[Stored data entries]
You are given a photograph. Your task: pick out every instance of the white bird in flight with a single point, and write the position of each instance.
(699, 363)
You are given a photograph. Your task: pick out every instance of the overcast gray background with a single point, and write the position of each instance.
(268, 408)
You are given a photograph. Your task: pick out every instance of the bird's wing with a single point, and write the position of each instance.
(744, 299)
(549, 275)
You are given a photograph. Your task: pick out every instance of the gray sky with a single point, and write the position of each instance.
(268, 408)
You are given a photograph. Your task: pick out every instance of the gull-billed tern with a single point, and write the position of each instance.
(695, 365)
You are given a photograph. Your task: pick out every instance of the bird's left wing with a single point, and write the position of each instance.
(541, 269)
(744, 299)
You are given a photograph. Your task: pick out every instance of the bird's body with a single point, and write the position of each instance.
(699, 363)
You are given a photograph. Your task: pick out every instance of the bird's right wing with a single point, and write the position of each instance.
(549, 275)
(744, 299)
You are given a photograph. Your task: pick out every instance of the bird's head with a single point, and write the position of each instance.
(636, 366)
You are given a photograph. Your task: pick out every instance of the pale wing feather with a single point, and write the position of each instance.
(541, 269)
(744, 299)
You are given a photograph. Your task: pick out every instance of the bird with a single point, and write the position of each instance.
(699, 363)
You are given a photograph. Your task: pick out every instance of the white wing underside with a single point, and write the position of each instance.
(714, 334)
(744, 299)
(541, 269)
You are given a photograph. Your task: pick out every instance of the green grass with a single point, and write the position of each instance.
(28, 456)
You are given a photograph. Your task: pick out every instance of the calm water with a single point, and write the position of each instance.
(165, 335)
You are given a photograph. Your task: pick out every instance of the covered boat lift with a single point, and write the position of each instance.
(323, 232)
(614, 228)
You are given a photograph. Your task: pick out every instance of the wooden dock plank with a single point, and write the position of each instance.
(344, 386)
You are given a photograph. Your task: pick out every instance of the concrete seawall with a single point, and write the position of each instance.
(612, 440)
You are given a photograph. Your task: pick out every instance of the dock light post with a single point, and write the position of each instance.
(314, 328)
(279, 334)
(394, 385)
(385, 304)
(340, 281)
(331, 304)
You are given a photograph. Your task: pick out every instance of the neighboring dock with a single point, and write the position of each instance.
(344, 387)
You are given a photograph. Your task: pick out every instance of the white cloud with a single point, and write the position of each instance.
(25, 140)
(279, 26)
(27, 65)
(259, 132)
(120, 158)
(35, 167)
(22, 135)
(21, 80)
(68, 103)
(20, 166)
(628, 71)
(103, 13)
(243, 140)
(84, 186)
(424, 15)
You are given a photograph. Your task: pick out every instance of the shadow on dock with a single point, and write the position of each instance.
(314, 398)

● Aim: Write out all the data again, exactly as it appears.

● Result of the task:
You are given a photograph. Your task: pick out every instance of the white bird in flight with a single point, and write the position of each instance.
(699, 363)
You are given a photograph. Your task: pick out every instance of the overcast gray background with a single point, and write the position of each instance.
(268, 408)
You are given a photograph. Your task: pick out every instance of the bird's wing with a single point, and write the position of each instance.
(744, 299)
(549, 275)
You are given a photograph. Your task: pick out every instance of the gray sky with a single point, and write the position of each instance.
(268, 408)
You are given a photograph. Your task: pick out every instance of the gull-billed tern with a single point, and write the position of each instance.
(695, 365)
You are given a photograph. Your task: pick out every instance of the bird's left wing with a single point, and write the position of each instance.
(541, 269)
(744, 299)
You are given a photograph. Your task: pick out every instance of the bird's body with a single point, and write the position of each instance.
(699, 363)
You are given a photograph. Your task: pick out every instance of the bird's right wing with a single point, and write the position of each instance.
(549, 275)
(744, 299)
You are given a photograph. Your task: pick out every instance of the bird's head with a single point, and write the position of each instance.
(636, 366)
You are given a photograph. Your task: pick out every instance of the pale wing feather with a single point, and write the position of each instance.
(541, 269)
(744, 299)
You are given a photograph. Your task: pick out every instance of the bird with a single point, and write the position of each instance.
(699, 363)
You are given a photograph. Your task: pick out every instance of the white wing underside with a single point, and write the position of each instance.
(714, 334)
(744, 299)
(541, 269)
You are given a photograph. Your task: pick out every instance of the green grass with a single point, and write the position of each instance.
(28, 456)
You are given a photograph. Your task: pick out every instance of the calm water with a single point, and write the position of each instance.
(165, 335)
You are given a photograph. Your task: pick out every instance of the covered boat lift with a single point, and write the position of each instance.
(323, 232)
(614, 228)
You are given a photograph. Your task: pick out every instance of the wooden dock plank with a single point, and write the position of each instance.
(344, 386)
You are given a photograph. Your task: pick out every instance of the concrete seawall with a single point, and write the position of each instance.
(612, 440)
You are given a photograph. Your task: pick out every instance of the dock light post with a single point, and write the position of each instance.
(314, 328)
(279, 334)
(394, 385)
(385, 304)
(340, 281)
(331, 304)
You are given a photograph. Your task: pick out every instance of the neighboring dock with a single point, and write the position of each instance.
(344, 387)
You are given a photograph. Your task: pick out every instance of the white cloud with a single point, and write the position of each instance.
(25, 140)
(279, 26)
(27, 65)
(259, 132)
(120, 158)
(35, 167)
(22, 135)
(21, 80)
(68, 103)
(20, 166)
(628, 71)
(103, 13)
(243, 140)
(84, 186)
(424, 15)
You are given a photograph. Your task: pick out every instance of the shadow on dock with a single point, and write the position of each instance.
(314, 398)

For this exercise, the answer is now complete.